====== DATA ROWS ======
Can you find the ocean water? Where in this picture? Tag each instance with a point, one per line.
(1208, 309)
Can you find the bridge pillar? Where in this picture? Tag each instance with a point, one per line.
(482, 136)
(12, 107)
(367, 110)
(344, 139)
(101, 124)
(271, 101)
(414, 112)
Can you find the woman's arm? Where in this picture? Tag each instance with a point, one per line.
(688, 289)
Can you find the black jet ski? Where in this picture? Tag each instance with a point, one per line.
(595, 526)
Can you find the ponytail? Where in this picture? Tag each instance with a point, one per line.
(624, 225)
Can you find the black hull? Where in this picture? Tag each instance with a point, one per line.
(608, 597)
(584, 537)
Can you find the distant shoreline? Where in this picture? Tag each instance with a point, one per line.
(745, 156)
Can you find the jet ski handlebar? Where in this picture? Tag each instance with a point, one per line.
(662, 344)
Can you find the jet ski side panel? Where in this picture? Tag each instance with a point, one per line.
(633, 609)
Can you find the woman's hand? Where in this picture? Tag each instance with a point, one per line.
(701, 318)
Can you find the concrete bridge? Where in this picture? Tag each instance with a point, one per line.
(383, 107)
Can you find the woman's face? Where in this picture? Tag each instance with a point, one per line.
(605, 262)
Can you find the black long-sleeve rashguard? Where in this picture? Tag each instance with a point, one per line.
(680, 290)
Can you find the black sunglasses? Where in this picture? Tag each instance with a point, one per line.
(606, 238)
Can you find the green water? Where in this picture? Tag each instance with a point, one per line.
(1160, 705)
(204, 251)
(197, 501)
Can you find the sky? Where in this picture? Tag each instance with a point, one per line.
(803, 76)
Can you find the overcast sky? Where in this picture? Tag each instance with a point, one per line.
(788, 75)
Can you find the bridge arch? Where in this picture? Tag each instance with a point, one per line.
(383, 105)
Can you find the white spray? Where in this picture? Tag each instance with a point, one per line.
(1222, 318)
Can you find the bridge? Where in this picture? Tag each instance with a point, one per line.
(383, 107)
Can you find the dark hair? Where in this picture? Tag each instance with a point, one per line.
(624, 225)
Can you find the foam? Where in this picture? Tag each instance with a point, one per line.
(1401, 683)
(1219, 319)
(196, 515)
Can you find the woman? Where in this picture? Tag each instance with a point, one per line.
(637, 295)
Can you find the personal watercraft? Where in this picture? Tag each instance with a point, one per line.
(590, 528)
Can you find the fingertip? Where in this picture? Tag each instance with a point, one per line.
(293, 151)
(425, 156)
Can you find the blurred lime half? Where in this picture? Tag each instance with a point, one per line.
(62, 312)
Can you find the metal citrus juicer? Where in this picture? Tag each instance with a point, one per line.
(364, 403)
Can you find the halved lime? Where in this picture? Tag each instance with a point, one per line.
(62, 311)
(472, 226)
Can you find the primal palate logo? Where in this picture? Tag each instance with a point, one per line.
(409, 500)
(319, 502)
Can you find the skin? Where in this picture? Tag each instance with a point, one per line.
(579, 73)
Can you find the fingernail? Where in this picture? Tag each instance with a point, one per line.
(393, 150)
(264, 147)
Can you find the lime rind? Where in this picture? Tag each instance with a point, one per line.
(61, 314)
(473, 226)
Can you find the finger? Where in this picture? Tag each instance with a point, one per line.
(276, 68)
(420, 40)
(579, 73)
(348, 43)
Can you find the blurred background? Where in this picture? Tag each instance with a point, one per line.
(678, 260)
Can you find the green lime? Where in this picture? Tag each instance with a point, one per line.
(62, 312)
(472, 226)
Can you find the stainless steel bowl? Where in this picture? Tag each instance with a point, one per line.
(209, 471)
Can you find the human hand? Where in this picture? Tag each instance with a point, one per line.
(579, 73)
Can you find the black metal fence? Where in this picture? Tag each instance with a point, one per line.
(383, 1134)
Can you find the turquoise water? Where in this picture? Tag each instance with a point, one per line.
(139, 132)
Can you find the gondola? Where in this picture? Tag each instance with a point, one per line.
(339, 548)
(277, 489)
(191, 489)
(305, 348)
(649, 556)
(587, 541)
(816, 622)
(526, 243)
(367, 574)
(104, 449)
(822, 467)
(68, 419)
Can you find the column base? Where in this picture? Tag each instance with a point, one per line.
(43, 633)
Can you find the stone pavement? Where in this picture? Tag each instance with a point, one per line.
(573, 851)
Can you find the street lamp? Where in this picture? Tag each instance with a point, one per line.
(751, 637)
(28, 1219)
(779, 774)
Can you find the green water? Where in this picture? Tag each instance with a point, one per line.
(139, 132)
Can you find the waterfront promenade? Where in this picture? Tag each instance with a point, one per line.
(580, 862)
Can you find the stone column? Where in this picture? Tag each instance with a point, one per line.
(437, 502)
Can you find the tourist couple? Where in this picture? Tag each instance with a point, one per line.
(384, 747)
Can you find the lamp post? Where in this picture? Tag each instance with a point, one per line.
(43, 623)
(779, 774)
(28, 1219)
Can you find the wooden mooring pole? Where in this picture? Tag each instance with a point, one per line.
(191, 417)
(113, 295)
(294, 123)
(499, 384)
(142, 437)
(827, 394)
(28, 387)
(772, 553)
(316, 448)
======
WHAT THE TASK ASKS: Nothing but the lines from the line with "Can you find the waterfront" to the last line of the listing above should appear; please retype them exactly, both ends included.

RESPONSE TO THIS EXERCISE:
Can you find the waterfront promenade? Where in this picture? Tag each instance with a point, one per line.
(580, 862)
Can you find the stone column? Where in this picture? Tag each instance with a point, one per line.
(437, 502)
Can you find the tourist couple? Where in this picture? Tag each instance with a point, one per line.
(384, 747)
Can you find the lamp post? Where in this picture? Tag each instance with a point, one per line.
(43, 623)
(779, 774)
(28, 1219)
Can you find the wooden mooring pole? Where in this picture? Tag each instance with a point, one per line.
(191, 417)
(113, 295)
(294, 123)
(499, 384)
(142, 437)
(827, 394)
(28, 387)
(772, 553)
(316, 448)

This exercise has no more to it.